§ **Listed entries**
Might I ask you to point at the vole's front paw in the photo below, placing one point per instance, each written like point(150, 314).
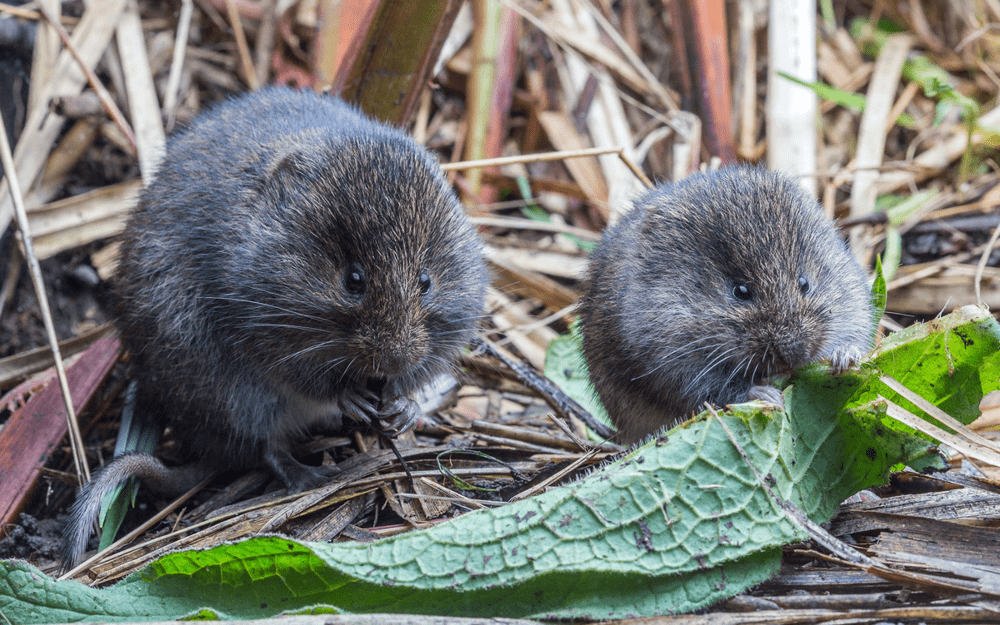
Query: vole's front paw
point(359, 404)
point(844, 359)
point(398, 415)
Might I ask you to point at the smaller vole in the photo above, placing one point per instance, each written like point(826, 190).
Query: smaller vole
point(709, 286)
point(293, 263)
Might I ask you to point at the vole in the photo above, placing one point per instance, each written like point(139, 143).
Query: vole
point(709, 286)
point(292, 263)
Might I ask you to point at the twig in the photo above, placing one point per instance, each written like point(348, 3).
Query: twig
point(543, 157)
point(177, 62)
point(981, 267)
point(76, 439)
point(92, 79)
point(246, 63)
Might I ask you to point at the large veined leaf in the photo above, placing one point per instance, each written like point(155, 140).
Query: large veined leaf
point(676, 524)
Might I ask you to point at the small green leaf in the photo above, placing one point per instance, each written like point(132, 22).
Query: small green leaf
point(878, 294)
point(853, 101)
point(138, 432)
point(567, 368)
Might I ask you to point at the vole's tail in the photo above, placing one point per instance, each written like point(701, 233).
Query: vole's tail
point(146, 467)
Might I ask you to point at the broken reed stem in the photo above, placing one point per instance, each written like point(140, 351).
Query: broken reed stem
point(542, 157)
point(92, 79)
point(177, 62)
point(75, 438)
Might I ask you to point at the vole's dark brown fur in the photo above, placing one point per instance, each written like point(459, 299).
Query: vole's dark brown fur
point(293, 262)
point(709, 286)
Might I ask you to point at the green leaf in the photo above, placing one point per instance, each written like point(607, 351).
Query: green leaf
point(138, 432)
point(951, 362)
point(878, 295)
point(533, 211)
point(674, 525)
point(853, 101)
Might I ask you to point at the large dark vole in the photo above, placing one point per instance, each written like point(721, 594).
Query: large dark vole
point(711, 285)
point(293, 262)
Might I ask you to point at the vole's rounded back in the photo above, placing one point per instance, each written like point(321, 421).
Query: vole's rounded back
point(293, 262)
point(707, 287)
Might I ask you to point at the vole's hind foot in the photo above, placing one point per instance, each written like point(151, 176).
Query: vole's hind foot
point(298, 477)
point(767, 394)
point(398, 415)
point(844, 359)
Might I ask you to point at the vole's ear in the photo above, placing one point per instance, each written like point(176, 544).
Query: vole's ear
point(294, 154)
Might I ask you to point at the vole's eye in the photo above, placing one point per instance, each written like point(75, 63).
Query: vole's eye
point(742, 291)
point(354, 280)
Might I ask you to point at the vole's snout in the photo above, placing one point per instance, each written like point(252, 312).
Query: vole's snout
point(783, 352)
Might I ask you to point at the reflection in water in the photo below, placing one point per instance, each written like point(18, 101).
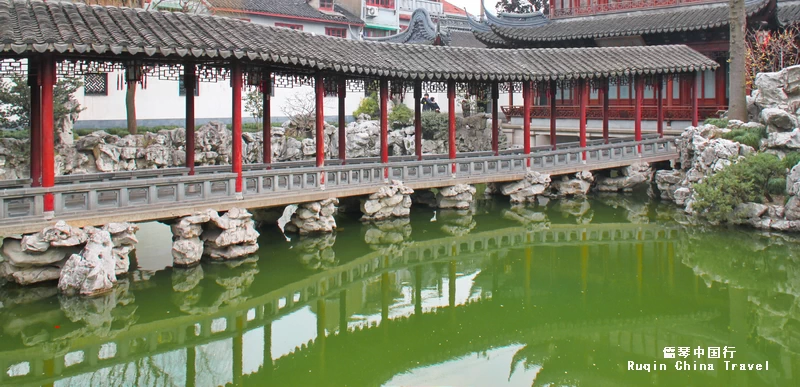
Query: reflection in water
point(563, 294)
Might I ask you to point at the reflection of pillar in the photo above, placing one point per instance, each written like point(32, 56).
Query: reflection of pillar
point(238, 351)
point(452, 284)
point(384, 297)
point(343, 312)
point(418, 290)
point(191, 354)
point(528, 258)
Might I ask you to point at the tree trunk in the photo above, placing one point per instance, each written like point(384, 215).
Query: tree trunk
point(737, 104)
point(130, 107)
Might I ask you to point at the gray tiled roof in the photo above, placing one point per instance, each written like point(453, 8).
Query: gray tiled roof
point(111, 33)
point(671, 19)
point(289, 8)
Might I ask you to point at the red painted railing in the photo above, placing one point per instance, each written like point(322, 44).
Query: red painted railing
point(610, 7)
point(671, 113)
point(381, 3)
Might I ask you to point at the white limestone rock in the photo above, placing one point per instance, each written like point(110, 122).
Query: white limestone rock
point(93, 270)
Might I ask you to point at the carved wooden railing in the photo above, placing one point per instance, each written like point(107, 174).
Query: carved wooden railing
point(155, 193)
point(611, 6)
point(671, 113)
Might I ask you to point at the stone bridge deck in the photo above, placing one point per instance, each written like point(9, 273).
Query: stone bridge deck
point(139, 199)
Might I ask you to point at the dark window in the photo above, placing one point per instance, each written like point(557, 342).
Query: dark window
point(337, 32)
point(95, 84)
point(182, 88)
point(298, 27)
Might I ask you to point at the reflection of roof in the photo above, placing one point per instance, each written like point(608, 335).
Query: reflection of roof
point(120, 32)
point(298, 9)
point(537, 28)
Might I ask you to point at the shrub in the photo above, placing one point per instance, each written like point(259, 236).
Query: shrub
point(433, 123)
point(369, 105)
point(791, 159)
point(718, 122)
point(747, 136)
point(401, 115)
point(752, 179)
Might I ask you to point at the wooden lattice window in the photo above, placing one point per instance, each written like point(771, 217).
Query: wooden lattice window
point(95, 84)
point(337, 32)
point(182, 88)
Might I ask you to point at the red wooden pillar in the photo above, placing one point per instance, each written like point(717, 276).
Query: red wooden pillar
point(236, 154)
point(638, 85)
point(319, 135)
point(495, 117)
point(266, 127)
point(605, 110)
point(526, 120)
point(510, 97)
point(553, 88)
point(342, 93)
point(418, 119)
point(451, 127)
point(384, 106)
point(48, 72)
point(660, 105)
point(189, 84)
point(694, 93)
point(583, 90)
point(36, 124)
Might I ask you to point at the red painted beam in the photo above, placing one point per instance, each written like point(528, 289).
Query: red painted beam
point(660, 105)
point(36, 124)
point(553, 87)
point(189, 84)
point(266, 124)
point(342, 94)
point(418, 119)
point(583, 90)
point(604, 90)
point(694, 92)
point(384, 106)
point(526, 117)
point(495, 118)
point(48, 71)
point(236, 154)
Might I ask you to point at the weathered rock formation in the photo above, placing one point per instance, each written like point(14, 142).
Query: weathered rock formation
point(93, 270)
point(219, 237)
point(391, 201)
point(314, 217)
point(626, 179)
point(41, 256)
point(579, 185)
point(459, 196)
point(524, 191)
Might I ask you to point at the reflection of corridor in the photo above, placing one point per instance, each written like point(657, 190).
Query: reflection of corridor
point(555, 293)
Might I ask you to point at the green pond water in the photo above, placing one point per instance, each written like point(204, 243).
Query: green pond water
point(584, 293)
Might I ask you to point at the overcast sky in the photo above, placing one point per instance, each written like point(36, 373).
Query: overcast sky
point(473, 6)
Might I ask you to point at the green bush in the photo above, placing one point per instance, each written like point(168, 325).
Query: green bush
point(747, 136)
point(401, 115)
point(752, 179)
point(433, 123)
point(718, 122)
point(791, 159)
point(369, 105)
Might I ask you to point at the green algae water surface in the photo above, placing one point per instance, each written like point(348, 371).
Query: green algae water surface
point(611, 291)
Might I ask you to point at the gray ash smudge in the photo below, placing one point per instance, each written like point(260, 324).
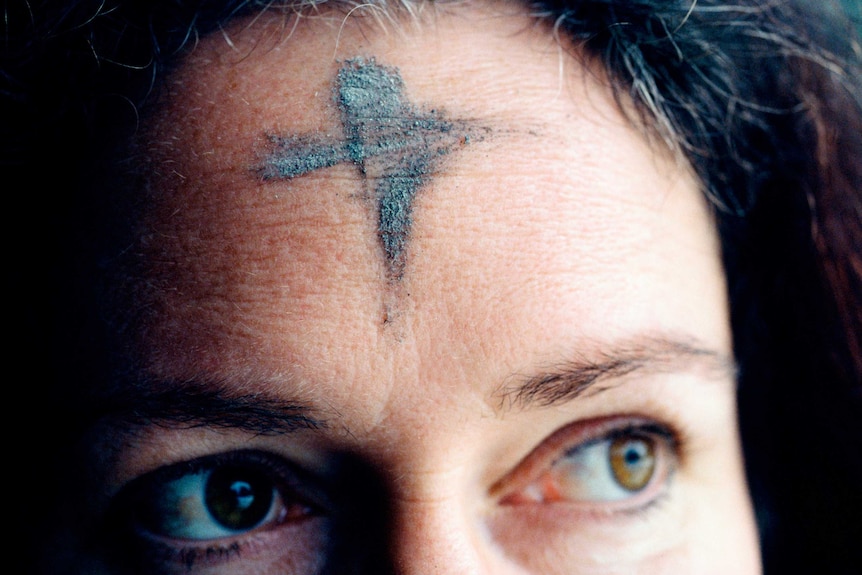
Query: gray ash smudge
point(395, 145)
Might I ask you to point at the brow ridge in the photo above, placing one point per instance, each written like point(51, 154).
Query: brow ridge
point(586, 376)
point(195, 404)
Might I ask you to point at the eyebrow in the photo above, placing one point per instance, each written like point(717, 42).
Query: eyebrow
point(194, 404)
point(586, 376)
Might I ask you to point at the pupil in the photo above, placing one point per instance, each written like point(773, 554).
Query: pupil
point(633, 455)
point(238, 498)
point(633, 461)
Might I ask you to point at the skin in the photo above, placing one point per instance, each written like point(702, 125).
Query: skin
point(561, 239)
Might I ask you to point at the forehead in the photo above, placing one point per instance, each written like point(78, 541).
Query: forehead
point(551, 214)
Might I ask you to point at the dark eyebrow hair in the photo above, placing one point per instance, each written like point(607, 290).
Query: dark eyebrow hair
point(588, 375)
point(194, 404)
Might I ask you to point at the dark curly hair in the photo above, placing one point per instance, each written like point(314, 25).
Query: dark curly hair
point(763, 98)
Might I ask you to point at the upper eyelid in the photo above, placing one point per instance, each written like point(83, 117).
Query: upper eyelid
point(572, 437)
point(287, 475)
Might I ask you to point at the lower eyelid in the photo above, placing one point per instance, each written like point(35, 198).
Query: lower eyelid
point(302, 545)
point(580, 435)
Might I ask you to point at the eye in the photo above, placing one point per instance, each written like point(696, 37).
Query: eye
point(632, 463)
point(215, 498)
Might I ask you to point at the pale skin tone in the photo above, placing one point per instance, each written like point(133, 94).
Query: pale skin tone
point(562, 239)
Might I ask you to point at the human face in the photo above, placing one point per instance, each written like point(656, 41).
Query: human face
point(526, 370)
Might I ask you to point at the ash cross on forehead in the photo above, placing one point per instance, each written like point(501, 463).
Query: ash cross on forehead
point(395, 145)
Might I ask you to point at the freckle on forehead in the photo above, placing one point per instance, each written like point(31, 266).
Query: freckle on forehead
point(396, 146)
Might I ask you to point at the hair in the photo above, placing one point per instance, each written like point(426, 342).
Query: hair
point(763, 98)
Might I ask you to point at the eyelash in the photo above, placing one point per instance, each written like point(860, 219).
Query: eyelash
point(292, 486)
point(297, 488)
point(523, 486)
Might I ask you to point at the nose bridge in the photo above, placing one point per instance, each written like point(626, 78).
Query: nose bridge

§ **Instructions for the task**
Only lines with the word "nose" should be collected from the material.

§ **Written response**
Might I ask you to point at the nose bridge in the photo above, placing one point per instance, each written like point(626, 78).
Query: nose bridge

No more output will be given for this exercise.